WHAT IS NEEDED: Look below for the line with "of the winglet". Extract that line and each one after it through the last, word for word.

EXCERPTED DATA:
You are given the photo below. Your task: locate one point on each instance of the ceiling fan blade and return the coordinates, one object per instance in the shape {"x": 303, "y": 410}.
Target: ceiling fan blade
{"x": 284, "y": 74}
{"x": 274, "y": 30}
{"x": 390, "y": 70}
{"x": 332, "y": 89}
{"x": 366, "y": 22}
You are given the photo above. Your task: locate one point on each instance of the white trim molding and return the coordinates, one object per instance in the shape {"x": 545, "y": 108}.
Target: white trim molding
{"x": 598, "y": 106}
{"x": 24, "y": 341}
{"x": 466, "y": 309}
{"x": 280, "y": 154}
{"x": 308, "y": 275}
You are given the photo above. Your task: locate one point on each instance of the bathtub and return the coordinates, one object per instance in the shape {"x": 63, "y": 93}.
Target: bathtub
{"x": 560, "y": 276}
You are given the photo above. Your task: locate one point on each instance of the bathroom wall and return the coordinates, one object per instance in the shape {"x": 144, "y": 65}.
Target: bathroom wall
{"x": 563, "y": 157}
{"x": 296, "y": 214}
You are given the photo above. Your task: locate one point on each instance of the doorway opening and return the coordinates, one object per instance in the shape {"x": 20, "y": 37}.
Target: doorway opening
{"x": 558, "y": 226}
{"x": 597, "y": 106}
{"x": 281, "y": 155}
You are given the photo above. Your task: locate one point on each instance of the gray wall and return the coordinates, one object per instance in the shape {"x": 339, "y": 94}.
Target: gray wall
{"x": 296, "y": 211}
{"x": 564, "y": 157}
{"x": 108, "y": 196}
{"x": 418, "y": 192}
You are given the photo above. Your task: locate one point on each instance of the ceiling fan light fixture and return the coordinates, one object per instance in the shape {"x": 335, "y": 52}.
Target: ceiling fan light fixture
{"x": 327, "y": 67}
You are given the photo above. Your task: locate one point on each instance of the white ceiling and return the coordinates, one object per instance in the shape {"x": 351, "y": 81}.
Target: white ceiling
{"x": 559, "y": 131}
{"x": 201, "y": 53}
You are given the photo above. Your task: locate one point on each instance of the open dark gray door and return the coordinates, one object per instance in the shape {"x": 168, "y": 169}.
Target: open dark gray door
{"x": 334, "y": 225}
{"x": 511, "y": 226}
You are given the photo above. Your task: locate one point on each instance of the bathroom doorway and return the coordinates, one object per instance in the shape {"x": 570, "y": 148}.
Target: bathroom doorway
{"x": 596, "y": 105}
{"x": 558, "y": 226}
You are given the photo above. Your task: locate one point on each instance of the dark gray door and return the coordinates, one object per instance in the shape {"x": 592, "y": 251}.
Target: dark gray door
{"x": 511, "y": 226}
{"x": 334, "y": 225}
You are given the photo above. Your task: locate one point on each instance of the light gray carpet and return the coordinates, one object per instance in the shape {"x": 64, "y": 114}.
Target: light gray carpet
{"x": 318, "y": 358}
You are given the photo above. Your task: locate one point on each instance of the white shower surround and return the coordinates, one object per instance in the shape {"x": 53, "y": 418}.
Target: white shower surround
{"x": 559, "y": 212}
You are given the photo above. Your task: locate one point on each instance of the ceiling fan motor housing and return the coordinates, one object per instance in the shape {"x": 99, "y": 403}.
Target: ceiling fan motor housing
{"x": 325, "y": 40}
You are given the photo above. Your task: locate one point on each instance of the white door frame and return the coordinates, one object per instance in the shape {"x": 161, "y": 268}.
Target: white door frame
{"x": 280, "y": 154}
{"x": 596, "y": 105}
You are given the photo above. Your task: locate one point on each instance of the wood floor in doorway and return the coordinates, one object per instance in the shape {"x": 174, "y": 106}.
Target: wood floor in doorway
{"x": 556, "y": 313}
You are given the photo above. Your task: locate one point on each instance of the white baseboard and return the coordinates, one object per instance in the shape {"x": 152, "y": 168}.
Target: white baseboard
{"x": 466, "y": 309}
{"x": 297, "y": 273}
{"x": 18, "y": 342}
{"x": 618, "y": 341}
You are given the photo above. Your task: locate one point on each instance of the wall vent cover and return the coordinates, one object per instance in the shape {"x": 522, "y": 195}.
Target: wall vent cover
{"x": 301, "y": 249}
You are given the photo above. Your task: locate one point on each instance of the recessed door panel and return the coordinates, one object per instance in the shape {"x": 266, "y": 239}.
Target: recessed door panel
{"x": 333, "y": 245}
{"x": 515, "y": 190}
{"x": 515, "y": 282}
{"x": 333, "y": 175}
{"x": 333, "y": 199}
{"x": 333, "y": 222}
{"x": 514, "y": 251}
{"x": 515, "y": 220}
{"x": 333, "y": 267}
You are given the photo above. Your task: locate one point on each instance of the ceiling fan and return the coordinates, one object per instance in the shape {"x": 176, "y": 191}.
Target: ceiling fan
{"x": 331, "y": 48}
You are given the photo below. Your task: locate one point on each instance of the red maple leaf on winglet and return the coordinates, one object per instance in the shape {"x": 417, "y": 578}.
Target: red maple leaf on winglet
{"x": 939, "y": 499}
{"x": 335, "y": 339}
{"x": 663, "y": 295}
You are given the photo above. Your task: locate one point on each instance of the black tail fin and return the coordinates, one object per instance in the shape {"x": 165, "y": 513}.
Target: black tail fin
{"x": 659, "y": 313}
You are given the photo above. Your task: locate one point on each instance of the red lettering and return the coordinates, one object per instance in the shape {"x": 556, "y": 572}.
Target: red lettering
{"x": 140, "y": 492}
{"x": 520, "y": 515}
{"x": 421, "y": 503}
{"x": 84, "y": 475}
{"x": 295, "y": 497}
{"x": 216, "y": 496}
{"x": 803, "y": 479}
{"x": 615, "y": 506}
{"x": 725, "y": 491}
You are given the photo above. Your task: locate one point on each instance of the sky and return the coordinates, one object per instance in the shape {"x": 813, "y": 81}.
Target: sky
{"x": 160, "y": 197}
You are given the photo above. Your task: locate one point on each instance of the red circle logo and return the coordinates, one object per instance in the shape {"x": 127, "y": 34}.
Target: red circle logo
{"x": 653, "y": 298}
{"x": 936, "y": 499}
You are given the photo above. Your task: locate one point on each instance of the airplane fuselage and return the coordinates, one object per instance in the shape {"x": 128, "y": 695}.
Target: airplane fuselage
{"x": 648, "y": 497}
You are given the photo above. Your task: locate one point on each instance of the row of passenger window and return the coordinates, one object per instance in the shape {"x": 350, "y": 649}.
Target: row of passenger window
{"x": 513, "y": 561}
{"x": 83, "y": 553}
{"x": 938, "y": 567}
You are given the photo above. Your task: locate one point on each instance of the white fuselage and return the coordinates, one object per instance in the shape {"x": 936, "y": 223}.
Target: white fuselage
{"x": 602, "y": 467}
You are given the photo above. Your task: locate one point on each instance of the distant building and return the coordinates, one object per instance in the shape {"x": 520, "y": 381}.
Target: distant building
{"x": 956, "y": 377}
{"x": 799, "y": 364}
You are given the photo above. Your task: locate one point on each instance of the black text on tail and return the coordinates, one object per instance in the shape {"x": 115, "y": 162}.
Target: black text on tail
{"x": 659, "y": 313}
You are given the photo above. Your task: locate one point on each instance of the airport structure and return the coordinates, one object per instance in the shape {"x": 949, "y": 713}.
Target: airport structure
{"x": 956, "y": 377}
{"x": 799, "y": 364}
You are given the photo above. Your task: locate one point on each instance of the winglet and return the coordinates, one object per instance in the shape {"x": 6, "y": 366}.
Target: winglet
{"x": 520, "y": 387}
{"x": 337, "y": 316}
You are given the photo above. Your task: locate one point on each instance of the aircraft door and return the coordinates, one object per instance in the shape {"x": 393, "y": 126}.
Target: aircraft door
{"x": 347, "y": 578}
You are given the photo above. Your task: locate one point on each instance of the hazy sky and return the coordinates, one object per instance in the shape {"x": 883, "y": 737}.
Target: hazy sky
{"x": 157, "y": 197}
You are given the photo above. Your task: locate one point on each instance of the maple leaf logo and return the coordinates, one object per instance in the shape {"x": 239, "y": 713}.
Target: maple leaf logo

WRITTEN ANSWER:
You are given the photo above. Your task: locate one point on each instance of the winglet and return the coordinates, one object per instance in the shape {"x": 6, "y": 366}.
Target: winglet
{"x": 520, "y": 387}
{"x": 337, "y": 316}
You are given the photo above. Your task: locate one point on each instance of the aircraft door and return the coordinates, one object per instance in the shape {"x": 393, "y": 126}.
Target: aircraft door
{"x": 347, "y": 578}
You are given the photo above. Your task: locate one point on each instance of the hazy sky and return the coordinates, one object per instance in the shape {"x": 883, "y": 737}.
Target: hazy sky
{"x": 157, "y": 197}
You are given the photo above. Your task: locate one point on each instance of the maple leaf logo and return the coordinates, one object per instance in the shape {"x": 239, "y": 713}.
Target: maple leaf logo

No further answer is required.